Excerpted text:
■ ■ ■ ■ ■

Comment 16 Michel Dänzer 2008-01-17 03:15:33 UTC
(In reply to comment #15)

It requires xserver master.
Comment 17 Timo Aaltonen 2008-01-18 00:52:23 UTC
When I compiled libdrm, mesa, xserver master and batchbuffer against them, loading intel_dri.so fails with unknown symbols (intelddx_bufmgr_ttm_init). So I'll just wait until things have settled down a bit.
Comment 18 Clemens Eisserer 2008-01-18 07:14:01 UTC
I also experience that slowness on my Laptop which has a 945GM - EXA feels a lot slower than XAA even without an composition manager.
Re-Sizing windows, scrolling in FireFox and other 2D operations have become noticeable slower - althout even XAA does spend a lot of time in software-rendering-loops.

Can I expect the intel-batchbuffer branch to be faster on the 945GM, or is this only targeted for 965+? 
Comment 19 Michel Dänzer 2008-01-18 07:26:45 UTC
(In reply to comment #18)
> EXA feels a lot slower than XAA even without an composition manager.

Note that EXA is designed for use with a compositing manager and generally works better than XAA with one.
Comment 20 Clemens Eisserer 2008-01-18 13:45:34 UTC
> Note that EXA is designed for use with a compositing manager and generally
> works better than XAA with one.

Yes, sure - but this should not impose that very common applications should run slower without a composition manager (furthermore a composition manager adds overhead also with EXA - so if its slow without one its even a bit slower with a composition manager running, right?).

Will the 945GM also profit from the batchbuffer enhancements, or are these targeted at 965 only? Are there any plans to speed up the GMA950 driver when used with EXA?

Thanks, lg Clemens
Comment 21 Michel Dänzer 2008-01-19 01:27:51 UTC
(In reply to comment #20)
> > Note that EXA is designed for use with a compositing manager and generally
> > works better than XAA with one.
> 
> Yes, sure - but this should not impose that very common applications should run
> slower without a composition manager 

There are tradeoffs, and XAA was extremely optimized for this.

> (furthermore a composition manager adds overhead also with EXA - so if its slow
> without one its even a bit slower with a composition manager running, right?).

Not necessarily, depends on the specific operations.

■ ■ ■ ■ ■

Problems to solve:
a. In the EXA bug thread, which chip does Clemens Eisserer's laptop have?
b. Print the part of the EXA bug thread starting with "Comment 18 Clemens" and going on through "time in software-rendering-loops.".
c. Please proceed with the EXA bug thread from the point where it stops.
The listing has no connection to the EXA bug thread.

■ ■ ■ ■ ■

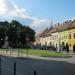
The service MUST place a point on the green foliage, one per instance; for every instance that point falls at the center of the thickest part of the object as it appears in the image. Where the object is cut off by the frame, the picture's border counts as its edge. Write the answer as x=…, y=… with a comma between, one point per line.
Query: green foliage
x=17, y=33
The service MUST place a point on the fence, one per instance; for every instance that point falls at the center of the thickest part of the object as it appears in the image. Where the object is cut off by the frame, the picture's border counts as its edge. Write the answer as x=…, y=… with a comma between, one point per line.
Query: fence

■ ■ ■ ■ ■

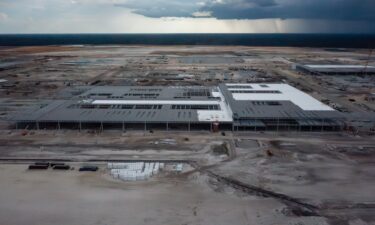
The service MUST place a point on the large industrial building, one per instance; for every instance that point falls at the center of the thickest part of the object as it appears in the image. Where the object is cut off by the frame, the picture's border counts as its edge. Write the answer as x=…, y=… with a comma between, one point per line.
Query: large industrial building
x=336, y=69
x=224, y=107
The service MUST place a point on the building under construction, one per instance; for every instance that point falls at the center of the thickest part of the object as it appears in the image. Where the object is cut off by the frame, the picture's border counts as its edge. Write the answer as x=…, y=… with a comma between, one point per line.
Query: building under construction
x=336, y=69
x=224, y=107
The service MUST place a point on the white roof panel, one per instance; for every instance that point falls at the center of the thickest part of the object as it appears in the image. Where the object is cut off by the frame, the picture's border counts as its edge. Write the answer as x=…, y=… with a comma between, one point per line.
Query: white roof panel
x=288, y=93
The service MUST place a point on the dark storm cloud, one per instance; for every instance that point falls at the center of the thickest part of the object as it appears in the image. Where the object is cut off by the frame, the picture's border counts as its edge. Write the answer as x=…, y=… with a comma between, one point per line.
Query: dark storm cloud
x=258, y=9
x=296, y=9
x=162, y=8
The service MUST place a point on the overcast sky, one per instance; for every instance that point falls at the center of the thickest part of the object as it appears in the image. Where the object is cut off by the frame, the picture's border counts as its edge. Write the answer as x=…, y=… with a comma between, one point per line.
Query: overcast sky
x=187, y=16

■ ■ ■ ■ ■

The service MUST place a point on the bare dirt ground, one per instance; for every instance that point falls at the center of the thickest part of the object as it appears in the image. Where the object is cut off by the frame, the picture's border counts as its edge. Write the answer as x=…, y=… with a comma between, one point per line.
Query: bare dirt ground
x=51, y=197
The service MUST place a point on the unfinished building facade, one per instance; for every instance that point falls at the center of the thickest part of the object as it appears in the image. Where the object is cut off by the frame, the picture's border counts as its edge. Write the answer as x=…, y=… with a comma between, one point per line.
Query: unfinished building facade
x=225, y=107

■ ■ ■ ■ ■

Expected results:
a. A 945GM.

b.
Comment 18 Clemens Eisserer 2008-01-18 07:14:01 UTC
I also experience that slowness on my Laptop which has a 945GM - EXA feels a lot slower than XAA even without an composition manager.
Re-Sizing windows, scrolling in FireFox and other 2D operations have become noticeable slower - althout even XAA does spend a lot of time in software-rendering-loops.

c.
> Will the 945GM also profit from the batchbuffer enhancements, or are these
> targeted at 965 only?

I think it will be for i830 and newer.
Comment 22 Clemens Eisserer 2008-01-19 02:31:57 UTC
> There are tradeoffs, and XAA was extremely optimized for this.
Well, but even when running XAA I see tons of fallbacks to libfb for everything more complex than solid fills and lines. I hope this will get better with EXA.

> I think it will be for i830 and newer.
Thats really great news :)

Thanks a lot, lg Clemens
Comment 23 Michel Dänzer 2008-01-19 04:09:09 UTC
(In reply to comment #22)
> > There are tradeoffs, and XAA was extremely optimized for this.
> Well, but even when running XAA I see tons of fallbacks to libfb for everything
> more complex than solid fills and lines.

XAA tends to take less of a hit for software fallbacks because it doesn't migrate pixmaps to video memory as aggressively as EXA does for acceleration.
Comment 24 Michael Fu 2008-01-19 17:49:52 UTC
(In reply to comment #17)
> When I compiled libdrm, mesa, xserver master and batchbuffer against them,
> loading intel_dri.so fails with unknown symbols (intelddx_bufmgr_ttm_init). So
> I'll just wait until things have settled down a bit.
> 

zhenyu, any hint for timo?
Comment 25 Michael Fu 2008-01-19 17:51:38 UTC
Clemens, are you able to test -intel-batchbuffer branch?

Comment 26 Johannes Engel 2008-01-23 00:00:17 UTC
Created attachment 13874 [details]
Screenshot of image distortion using batchbuffer branch

Using the batchbuffer-branch I do not see this "EXA-slowness" anymore. But the problem is: I see nearly nothing anymore. ;) See attached screenshot. This holds only using a composite window manager (compiz, kwin4). Using kwin3 even with xcompmgr everything is ok.
Comment 27 Oswald Buddenhagen 2008-01-26 02:53:32 UTC
*** Bug 13312 has been marked as a duplicate of this bug. ***
Comment 28 Johannes Engel 2008-03-11 07:26:09 UTC
Created attachment 15032 [details]
Expedite logs

I ran a few benchmarks using expedite (following Carl Worth). I got the following results on my intel 945GM.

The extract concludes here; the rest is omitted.